▶ Extract provided
## BEGIN

Audio + visual through TCP/IP

Audio + visual through TCP/IP - sockets

im in the process of making an application similar to skype to interact with another computer and i have a few questions.
I know all the basics such as how to send data over tcp etc in the form of an image and audio.
How does applications like skype send live audio? Does it litrally record 1 byte of audio, send it and play it and then repeat the process? For me its not instant so i dont see how that would be possible.
How would u send string and image through tcp at the same time (video call + chat), would you use multiple ports? i can see how that would be very bad. The way im doing it atm is when i click to recive an image, i set it up to receive an image so it receives properly, if a string got sent at this time for example, it wouldnt work as it cant be converted to an image if you see what im saying. im not sure how else i would do it. I Could send each thing with its type as the beginning for example "string Hello how are you" then decypher the data type through that, but that seems abit tedious and slow.
If anyone could give me an insight, that would be fantastic

I can't speak for how skype does it, but this should be a starting point:
Streaming audio/video is usually transported over UDP sockets, not TCP. TCP guarantees delivery whereas UDP is best effort. If you have a temporary connection loss you care more that the video you're receiving is current, not that you receive the whole stream.
The data is usually compressed (and sometimes encrypted) using a standard compression algorithm after being received from a camera/microphone. Have a look at H264, which is commonly used to compress video.
RTP is often used to transmit audio/video. It allows multiple types of stream to be combined over a single socket.
Control traffic is usually sent separately over a different socket, usually TCP. For example SIP which is used for VoIP phones initiates a control connection over a TCP or UDP port (usually 5060). The two ends then negotiate which types of stream will be supported, and how those streams will be sent. For SIP, this will be an RTP stream which is set up on a different UDP port.

Related

Does it make sense to use RTP protocol for multiple streamers and single receiver?

I am in a process of learning and trying to use the RTP/RTCP protocol. My situation is that there is 1 to n streamers and 1 (or potentially 1 to m if needed) receiver(s), but in a way that the streamers themselves do not know about each other (they cannot directly due to technical reasons, such as different network, limited bandwidth, etc...). So it is more like multiple unicast sessions, but the receiver actually knows about them all, collects data from all of them, it is just the senders do not know about each other .
Now reading about the protocol, it seems to me that huge portion of it is related to sending some feedback, collision detections, and so on. So I have doubts, is RTP is really applicable in this case? Is is already used in this way somewhere?
Seems to me it is still beneficial to collect statistic about data transfer that RTP provides (data sent, loss, times, etc...), it just feels the most of the protocol is sort of left out...

## END

▶ Data provided
## BEGIN

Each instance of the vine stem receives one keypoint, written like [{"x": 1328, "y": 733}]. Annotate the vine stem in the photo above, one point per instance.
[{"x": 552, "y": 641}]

## END

▶ Tasks and exercises
1. In the forum thread on streaming audio and video, please recast the paragraph beginning "Control traffic is usually sent separately" as a short bulleted list that keeps its main facts.
2. What does the forum thread on streaming audio and video name as commonly used to compress video?
3. Write out everything in the forum thread on streaming audio and video from "How would u" down to "tedious and slow.".

▶ Solutions per task
1.
- Control traffic usually travels separately from the media, over a different socket, usually TCP.
- SIP, used for VoIP phones, starts a control connection over a TCP or UDP port, usually 5060.
- The two ends then agree on which stream types will be supported and how those streams will be sent.
- For SIP, the media is an RTP stream set up on a different UDP port.

2. H264

3.
How would u send string and image through tcp at the same time (video call + chat), would you use multiple ports? i can see how that would be very bad. The way im doing it atm is when i click to recive an image, i set it up to receive an image so it receives properly, if a string got sent at this time for example, it wouldnt work as it cant be converted to an image if you see what im saying. im not sure how else i would do it. I Could send each thing with its type as the beginning for example "string Hello how are you" then decypher the data type through that, but that seems abit tedious and slow.